— START OF Listed entries —

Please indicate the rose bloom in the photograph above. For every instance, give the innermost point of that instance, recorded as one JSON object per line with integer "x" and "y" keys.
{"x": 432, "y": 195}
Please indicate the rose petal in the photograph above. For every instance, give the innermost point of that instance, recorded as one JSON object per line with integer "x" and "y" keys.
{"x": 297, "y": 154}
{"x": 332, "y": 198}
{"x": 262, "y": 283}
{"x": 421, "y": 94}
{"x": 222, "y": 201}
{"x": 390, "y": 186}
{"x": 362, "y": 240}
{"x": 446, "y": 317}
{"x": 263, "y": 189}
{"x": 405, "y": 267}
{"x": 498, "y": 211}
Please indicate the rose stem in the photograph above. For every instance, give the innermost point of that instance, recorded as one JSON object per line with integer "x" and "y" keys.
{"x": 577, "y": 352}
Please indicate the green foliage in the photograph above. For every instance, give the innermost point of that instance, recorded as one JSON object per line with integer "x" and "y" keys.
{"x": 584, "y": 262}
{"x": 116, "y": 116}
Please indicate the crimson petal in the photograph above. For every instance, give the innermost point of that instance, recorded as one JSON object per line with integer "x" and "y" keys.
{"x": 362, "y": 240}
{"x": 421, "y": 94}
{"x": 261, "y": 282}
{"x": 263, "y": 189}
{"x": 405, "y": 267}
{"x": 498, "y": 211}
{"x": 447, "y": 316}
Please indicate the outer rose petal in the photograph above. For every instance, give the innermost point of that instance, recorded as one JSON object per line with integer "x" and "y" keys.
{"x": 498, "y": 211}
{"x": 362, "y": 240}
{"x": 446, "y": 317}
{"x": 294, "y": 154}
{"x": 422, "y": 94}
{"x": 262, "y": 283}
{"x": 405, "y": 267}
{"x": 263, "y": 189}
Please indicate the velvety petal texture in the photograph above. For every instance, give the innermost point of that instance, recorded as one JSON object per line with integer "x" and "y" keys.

— END OF Listed entries —

Task details:
Each record should come back exactly as written.

Response:
Please indicate the rose bloom in the photograph above. For every instance, give the innermost point of that instance, recorded as one JSON object per line with integer "x" and "y" keys.
{"x": 432, "y": 195}
Please indicate the rose petal in the photograph above. For every instance, give the innermost point of that instance, recorded as one JSON object per line with integer "x" and "y" keys.
{"x": 297, "y": 154}
{"x": 332, "y": 198}
{"x": 262, "y": 283}
{"x": 421, "y": 94}
{"x": 222, "y": 201}
{"x": 390, "y": 186}
{"x": 362, "y": 240}
{"x": 446, "y": 317}
{"x": 263, "y": 189}
{"x": 405, "y": 267}
{"x": 498, "y": 211}
Please indicate the rose stem in the photograph above. For every instance, give the innermost point of that instance, recorded as one JSON object per line with integer "x" and "y" keys.
{"x": 577, "y": 352}
Please indicate the green foliage in the photograph above. For every instance, give the innermost point of that instance, recorded as one JSON object per line with integer "x" and "y" keys.
{"x": 584, "y": 262}
{"x": 116, "y": 116}
Please indicate the crimson petal in the photograph above. For every instance, give the innermost point of that instance, recorded as one JSON object per line with integer "x" and "y" keys.
{"x": 362, "y": 240}
{"x": 421, "y": 94}
{"x": 261, "y": 282}
{"x": 263, "y": 189}
{"x": 405, "y": 267}
{"x": 498, "y": 211}
{"x": 447, "y": 316}
Please indicate the outer rose petal in the photograph above. For every instance, give the innermost point of that instance, recorded as one JSON object per line with integer "x" and "y" keys.
{"x": 498, "y": 211}
{"x": 362, "y": 240}
{"x": 446, "y": 317}
{"x": 294, "y": 154}
{"x": 422, "y": 94}
{"x": 262, "y": 283}
{"x": 405, "y": 267}
{"x": 263, "y": 189}
Please indicate the velvety petal texture in the photograph above. For every instance, give the innermost point of that instance, recorded as one JSON object per line with integer "x" and "y" keys.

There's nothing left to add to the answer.